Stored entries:

# # # # # # #

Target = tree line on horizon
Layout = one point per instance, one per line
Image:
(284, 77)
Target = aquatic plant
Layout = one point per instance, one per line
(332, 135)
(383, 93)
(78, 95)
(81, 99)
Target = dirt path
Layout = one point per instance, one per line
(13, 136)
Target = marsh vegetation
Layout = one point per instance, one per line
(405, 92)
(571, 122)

# # # # # # #

Directive: Write out these entries again exactly as they appear above, covering every one of them.

Solution to this problem:
Target = tree line on horizon
Layout = one point per instance, one per line
Image:
(284, 77)
Target = aquatic plant
Layout = one point per instance, one per line
(332, 135)
(383, 93)
(78, 95)
(81, 99)
Target = dirt path
Layout = one point per instance, one per line
(13, 136)
Target = marsh vegetation
Layout = one point per instance, one per line
(405, 92)
(571, 122)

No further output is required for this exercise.